- [Extracted information]
--- --- ---
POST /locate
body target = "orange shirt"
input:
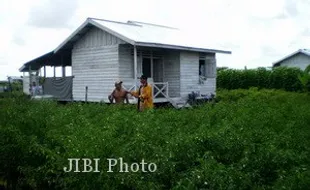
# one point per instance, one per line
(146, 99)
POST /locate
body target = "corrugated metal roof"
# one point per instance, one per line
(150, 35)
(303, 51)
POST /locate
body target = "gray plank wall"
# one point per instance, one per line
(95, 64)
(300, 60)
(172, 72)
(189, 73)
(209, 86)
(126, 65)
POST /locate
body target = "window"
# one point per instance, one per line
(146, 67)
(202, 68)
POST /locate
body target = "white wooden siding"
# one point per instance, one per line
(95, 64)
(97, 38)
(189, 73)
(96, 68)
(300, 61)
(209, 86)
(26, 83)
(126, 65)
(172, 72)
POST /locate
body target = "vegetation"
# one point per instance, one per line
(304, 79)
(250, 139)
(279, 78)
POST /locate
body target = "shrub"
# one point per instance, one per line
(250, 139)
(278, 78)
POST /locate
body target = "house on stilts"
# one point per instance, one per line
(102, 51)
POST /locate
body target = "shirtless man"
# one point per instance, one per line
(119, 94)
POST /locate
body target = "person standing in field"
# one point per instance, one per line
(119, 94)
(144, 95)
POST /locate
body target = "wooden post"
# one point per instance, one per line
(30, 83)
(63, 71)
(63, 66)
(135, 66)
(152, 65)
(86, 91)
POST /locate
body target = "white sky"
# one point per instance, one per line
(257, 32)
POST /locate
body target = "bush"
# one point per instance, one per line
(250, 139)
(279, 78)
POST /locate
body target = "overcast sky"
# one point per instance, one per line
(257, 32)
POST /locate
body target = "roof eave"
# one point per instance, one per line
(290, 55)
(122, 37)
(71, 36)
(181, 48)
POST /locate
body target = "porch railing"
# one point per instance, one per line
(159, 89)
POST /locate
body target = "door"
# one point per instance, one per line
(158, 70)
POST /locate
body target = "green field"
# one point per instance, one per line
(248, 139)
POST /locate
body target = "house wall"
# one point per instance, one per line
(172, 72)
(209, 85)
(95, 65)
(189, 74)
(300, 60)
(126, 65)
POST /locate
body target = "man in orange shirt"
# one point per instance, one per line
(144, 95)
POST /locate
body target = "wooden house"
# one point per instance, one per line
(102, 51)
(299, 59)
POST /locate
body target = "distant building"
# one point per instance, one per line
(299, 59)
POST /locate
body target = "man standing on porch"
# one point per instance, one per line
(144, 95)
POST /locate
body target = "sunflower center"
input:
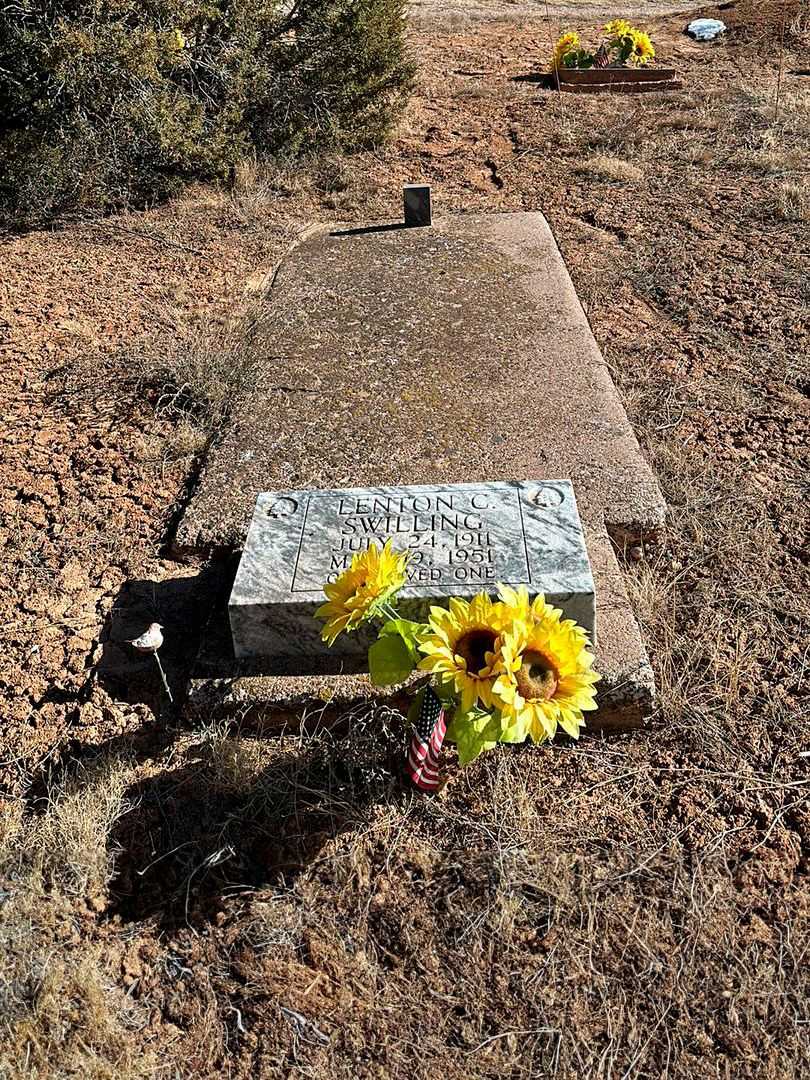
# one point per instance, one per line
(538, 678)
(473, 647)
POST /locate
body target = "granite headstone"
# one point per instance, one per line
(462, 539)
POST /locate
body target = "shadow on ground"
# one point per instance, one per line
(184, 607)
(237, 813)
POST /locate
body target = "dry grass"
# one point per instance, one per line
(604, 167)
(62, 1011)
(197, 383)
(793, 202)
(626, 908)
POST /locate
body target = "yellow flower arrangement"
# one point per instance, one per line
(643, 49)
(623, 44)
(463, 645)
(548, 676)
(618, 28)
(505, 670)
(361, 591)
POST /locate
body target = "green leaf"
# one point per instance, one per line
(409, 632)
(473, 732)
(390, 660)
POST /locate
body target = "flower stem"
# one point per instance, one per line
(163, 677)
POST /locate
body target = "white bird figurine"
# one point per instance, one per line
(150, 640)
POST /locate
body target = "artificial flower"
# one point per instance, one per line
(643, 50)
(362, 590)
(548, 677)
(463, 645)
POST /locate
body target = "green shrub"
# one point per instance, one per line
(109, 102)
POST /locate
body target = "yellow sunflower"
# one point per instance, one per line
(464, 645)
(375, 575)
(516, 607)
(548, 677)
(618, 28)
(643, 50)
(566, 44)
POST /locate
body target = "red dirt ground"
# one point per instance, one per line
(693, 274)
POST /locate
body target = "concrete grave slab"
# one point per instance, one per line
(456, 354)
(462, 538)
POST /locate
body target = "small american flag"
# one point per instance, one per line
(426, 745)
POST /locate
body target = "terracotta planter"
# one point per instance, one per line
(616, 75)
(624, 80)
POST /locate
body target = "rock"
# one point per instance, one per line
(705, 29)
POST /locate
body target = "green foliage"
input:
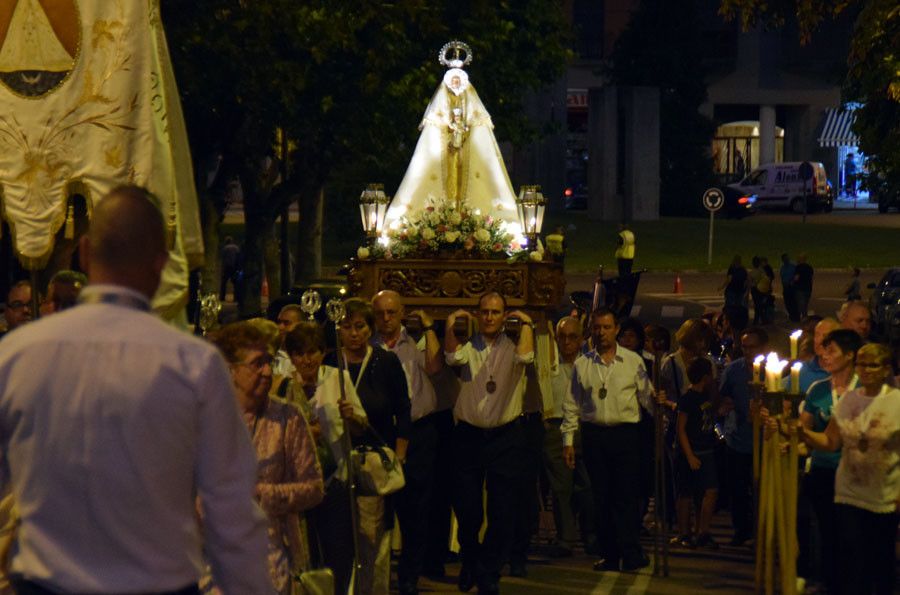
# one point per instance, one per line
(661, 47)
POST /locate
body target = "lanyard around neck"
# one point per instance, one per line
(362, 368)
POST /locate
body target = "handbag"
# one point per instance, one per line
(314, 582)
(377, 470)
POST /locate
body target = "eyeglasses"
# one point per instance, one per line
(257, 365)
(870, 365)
--- --- ---
- [What the task requires] Every line in the records is to be retyped exactly as it stands; the pictures stay out.

- [Response to the exercise]
POST /locate
body target = "orange shirt"
input:
# one point per instance, one per line
(146, 99)
POST /locate
body target = "corrugated metal roof"
# one point per instance, one per line
(150, 35)
(303, 51)
POST /locate
body target = "gray plank wall"
# one point per instance, one per line
(95, 64)
(300, 60)
(172, 72)
(189, 73)
(209, 86)
(126, 65)
POST /locate
body target = "window"
# one point per instance, one per line
(146, 67)
(202, 68)
POST /locate
body target = "white wooden siding"
# one point per instance, one per line
(95, 64)
(97, 38)
(189, 73)
(96, 68)
(300, 61)
(209, 86)
(26, 83)
(126, 65)
(172, 72)
POST /locate
body target = "vegetation"
# one point per instance, one per line
(304, 79)
(250, 139)
(279, 78)
POST /locate
body target = "shrub"
# one point per instance, one per line
(250, 139)
(278, 78)
POST /locate
body target = "house on stilts"
# one point per instance, one per line
(102, 51)
POST /locate
body target = "shirtless man"
# one point per instance, one per line
(119, 94)
POST /locate
body target = "person standing in field"
# one point per instance, one per line
(119, 94)
(144, 95)
POST /locate
body target = "wooden post"
# one point per instance, one per line
(30, 83)
(63, 71)
(63, 66)
(135, 66)
(152, 65)
(86, 91)
POST /locate
body target = "white sky"
# one point per instance, one per line
(257, 32)
POST /locate
body target = "bush"
# one point per instance, one per line
(250, 139)
(279, 78)
POST /locate
body target = "overcast sky"
# one point per instance, one per line
(257, 32)
POST /locate
body target = "roof eave"
# one point per instance, one per line
(290, 55)
(122, 37)
(71, 36)
(181, 48)
POST /locate
body target = "porch railing"
# one point per instance, one per line
(159, 89)
POST /locate
body target = "door"
# one point per instance, one per line
(158, 70)
POST /locate
body target = "green field"
# one point per instance, one per line
(248, 139)
POST /locate
body target = "house wall"
# one point per instance, one per line
(172, 72)
(209, 85)
(95, 65)
(189, 74)
(300, 60)
(126, 65)
POST /locate
body target = "man in orange shirt"
# one point per instance, one per line
(144, 95)
POST /locate
body target = "wooden house"
# one point per instance, one per line
(102, 51)
(299, 59)
POST /locate
body target = "distant building"
# one point per instance, one per line
(299, 59)
POST /locate
body target = "man standing on porch"
# one point per instance, one per line
(144, 95)
POST /locate
body target = "sunflower center"
input:
# one point per instance, one per line
(538, 678)
(473, 647)
POST /locate
body target = "granite headstone"
# one point per instance, one per line
(462, 539)
POST /locate
body target = "shadow on ground"
# one point per instance, one per line
(184, 607)
(237, 813)
POST /locate
body target = "dry grass"
# one point per instance, one per line
(604, 167)
(62, 1011)
(197, 383)
(793, 202)
(626, 908)
POST /locate
body target = "yellow flower arrangement"
# one point per instance, one per line
(643, 49)
(623, 44)
(463, 645)
(548, 676)
(618, 28)
(505, 670)
(361, 591)
POST /locate
body target = "green leaf"
# one point per instance, one per line
(409, 632)
(473, 732)
(390, 660)
POST /locate
body target = "flower stem"
# one point per instance, one per line
(163, 677)
POST /locate
body target = "white bird figurine"
# one point per instance, one per line
(150, 640)
POST /locate
body target = "artificial flower"
# one point per instance, one per line
(643, 50)
(362, 590)
(548, 677)
(463, 645)
POST /locate
body target = "green shrub"
# one point per instance, one per line
(109, 102)
POST /locate
body target = "yellow sunflower"
# one point per instance, one per line
(464, 645)
(375, 575)
(516, 607)
(548, 677)
(618, 28)
(643, 50)
(566, 44)
POST /locate
body target = "red dirt ground"
# one point per instance, one per line
(693, 274)
POST /locate
body target = "concrete grave slab"
# one point per instance, one per line
(456, 354)
(462, 538)
POST /locate
body target = "small american flag"
# one point per instance, one per line
(426, 745)
POST /locate
body target = "terracotta planter"
# one point per instance, one per line
(616, 75)
(624, 80)
POST /locate
body target = "rock"
# one point per instance, one per line
(705, 29)
POST /locate
body target = "green foliage"
input:
# one point per instance, one per line
(661, 47)
POST /locate
body target = "lanyard around neck"
# one point per instance, one per line
(362, 368)
POST /locate
body target = "handbag"
# one point per instance, one per line
(314, 582)
(377, 470)
POST /locate
body target = "eyeglasses"
# one point per instance, one per line
(257, 365)
(870, 365)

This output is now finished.